Reportika.co.id || Morowali, Sulteng – Kehadiran BTIIG/PT IHIP membawa perubahan yang signifikan dalam tatanan sosial dan ekonomi di Desa-desa terdampak. Perusahaan dianggap tidak menjalankan proses ganti kerugian yang layak dan adil. Petani-petani setempat terpaksa menjual lahan perkebunannya, dan beralih profesi. Penyerobotan lahan dan penguasaan asset desa juga menjadi polemik yang berkepanjangan. Tidak hanya mengurangi tutupan lahan pertanian, perusahaan juga melakukan reklamasi dan penebangan hutan bakau yang memaksa nelayan melaut lebih jauh.
Kehadiran perusahaan memang telah membuka peluang ekonomi baru, namun tidak begitu dirasakan mayoritas penduduk setempat. Kondisi yang cukup miris dirasakan adalah pemberdayaan lokal didalam Kawasan industri baik sebagai pekerja maupun sebagai pengusaha dimana kesempatan bekerja dan berusaha dikuasai oleh pengusaha dan pekerja luar. Sebagian penduduk setempat dan pendatang bekerja di PT IHIP, membuka indekos, atau menjalankan usaha pertokoan di sekitar kawasan industri. Namun, perubahan demografi tersebut melahirkan permasalahan lingkungan, seperti tumpukan sampah, jalanan berdebu, dan air tanah keruh. Degradasi lingkungan semacam ini meningkatkan jumlah kasus diare dan infeksi saluran pernapasan akut (ISPA).
Berbagai persoalan dialami juga oleh pekerja kasar PT IHIP. Dibandingkan dengan total jam kerja dan biaya hidup, upah yang mereka terima tergolong rendah. Akomodasi yang disediakan perusahaan pun dianggap tidak layak huni (bangunan sanitasi buruk). Beberapa pekerja dipecat sepihak oleh perusahaan karena diduga mereka memiliki hubungan saudara atau kekerabatan dengan warga yang masih menolak pembebasan lahan atau terlibat dalam aksi perjuangan hak masyarakat Kawasan industri. Kondisi-kondisi tersebut menempatkan pekerja pada posisi yang lemah.
Seiring dengan pengembangan kawasan PT IHIP, kualitas air sungai dan laut mengalami perubahan. Bahkan sejumlah sungai tertimbun dan tidak lagi mengalir hingga ke laut yang mengakibatkan banjir. Dalam air Sungai Ambunu yang menyempit karena adanya aktivitas pembangunan waduk, di muara terdapat pembuangan air limbah PLTU. Dengan acuan baku mutu Peraturan Pemerintah No. 22 Tahun 2021. Tidak hanya menyebabkan kematian terumbu karang, konsentrasi kromium heksavalen di laut dapat terakumulasi dalam tubuh ikan yang kemudian dikonsumsi oleh manusia. Jika konsentrasinya terus meningkat, senyawa ini dapat mengubah morfologi tubuh, merusak sistem pencernaan atau bahkan menyebabkan kanker. Belum lagi aktivitas reklamasi mengancam kelangsungan hidup petani pembudidaya rumput laut.

Data yang Diberikan

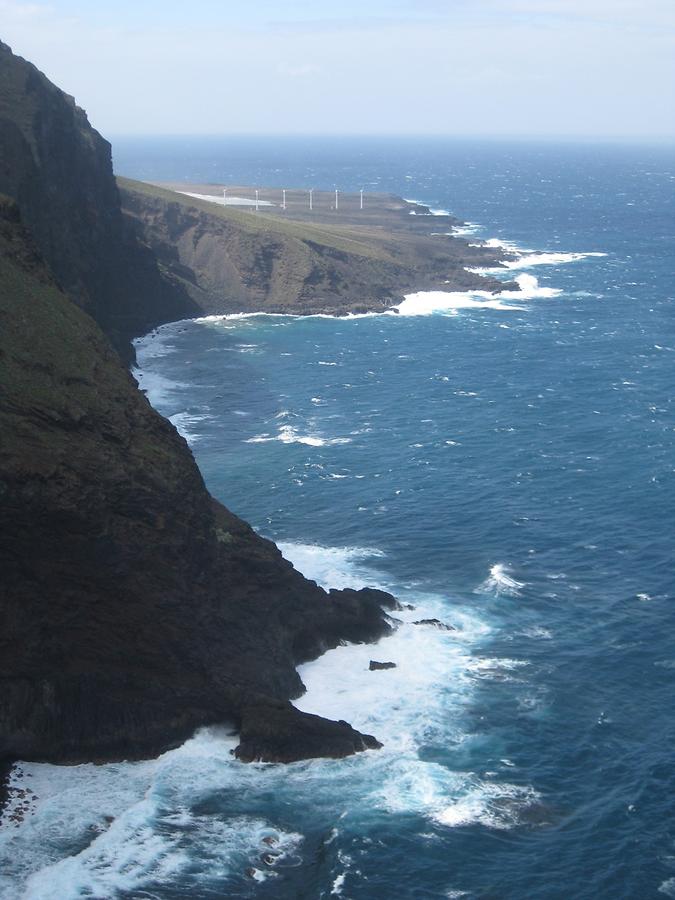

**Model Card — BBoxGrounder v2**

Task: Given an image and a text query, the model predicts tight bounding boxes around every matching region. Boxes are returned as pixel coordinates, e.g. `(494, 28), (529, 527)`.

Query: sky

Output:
(0, 0), (675, 139)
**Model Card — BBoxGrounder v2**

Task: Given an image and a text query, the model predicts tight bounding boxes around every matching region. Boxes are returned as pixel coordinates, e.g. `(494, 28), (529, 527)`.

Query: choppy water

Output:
(0, 140), (675, 900)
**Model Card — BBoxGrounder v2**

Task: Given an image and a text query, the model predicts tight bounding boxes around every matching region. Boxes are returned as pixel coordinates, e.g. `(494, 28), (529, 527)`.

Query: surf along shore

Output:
(117, 178), (518, 321)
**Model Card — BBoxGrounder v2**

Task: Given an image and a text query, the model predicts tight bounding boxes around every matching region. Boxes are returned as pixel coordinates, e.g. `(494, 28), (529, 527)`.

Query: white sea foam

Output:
(244, 425), (351, 447)
(475, 563), (525, 597)
(168, 414), (213, 445)
(396, 274), (562, 316)
(448, 222), (483, 237)
(467, 243), (607, 275)
(133, 368), (189, 408)
(0, 543), (538, 900)
(0, 729), (302, 900)
(277, 541), (384, 589)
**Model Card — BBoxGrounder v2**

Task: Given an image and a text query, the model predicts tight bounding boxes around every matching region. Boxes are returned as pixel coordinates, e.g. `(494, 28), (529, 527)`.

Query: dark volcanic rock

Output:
(118, 178), (517, 315)
(234, 703), (382, 763)
(413, 619), (457, 631)
(0, 42), (197, 358)
(0, 45), (395, 762)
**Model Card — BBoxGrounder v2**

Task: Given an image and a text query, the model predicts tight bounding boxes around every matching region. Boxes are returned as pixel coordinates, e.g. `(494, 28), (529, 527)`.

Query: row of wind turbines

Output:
(223, 188), (364, 212)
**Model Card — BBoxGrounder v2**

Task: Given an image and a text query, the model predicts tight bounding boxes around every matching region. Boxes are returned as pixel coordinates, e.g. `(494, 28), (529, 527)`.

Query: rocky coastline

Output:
(0, 43), (504, 788)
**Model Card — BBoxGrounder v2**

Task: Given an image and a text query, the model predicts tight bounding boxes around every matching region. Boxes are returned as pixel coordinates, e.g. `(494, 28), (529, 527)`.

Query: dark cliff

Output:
(118, 178), (517, 315)
(0, 43), (194, 358)
(0, 45), (395, 761)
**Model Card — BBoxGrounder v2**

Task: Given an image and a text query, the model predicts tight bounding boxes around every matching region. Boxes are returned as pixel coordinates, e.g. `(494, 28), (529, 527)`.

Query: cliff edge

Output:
(0, 45), (396, 762)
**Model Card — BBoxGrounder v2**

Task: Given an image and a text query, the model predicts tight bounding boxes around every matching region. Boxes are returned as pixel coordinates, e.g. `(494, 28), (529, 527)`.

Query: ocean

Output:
(0, 138), (675, 900)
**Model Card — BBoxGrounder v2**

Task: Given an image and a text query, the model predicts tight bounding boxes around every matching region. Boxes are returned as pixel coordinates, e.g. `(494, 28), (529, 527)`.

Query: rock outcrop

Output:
(0, 45), (396, 762)
(0, 42), (198, 359)
(118, 178), (517, 315)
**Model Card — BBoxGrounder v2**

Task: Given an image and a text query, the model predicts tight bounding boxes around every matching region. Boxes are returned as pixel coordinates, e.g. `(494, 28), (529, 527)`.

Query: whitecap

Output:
(467, 247), (607, 275)
(169, 412), (213, 446)
(474, 563), (525, 597)
(396, 274), (562, 316)
(244, 425), (351, 447)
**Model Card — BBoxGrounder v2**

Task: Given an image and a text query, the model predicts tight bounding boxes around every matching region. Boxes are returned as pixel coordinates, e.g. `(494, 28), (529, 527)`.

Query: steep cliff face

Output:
(118, 178), (515, 314)
(0, 203), (392, 760)
(0, 43), (198, 356)
(0, 46), (395, 761)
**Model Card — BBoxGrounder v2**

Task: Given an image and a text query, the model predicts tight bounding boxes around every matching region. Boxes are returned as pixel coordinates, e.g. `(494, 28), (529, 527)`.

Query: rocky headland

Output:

Petunjuk Tugas
Dalam artikel tentang PT IHIP di atas, perubahan demografi di sekitar kawasan industri disebut melahirkan sejumlah permasalahan lingkungan. Sebutkan semua permasalahan lingkungan itu.

Jawaban Tugas
- Tumpukan sampah
- Jalanan berdebu
- Air tanah keruh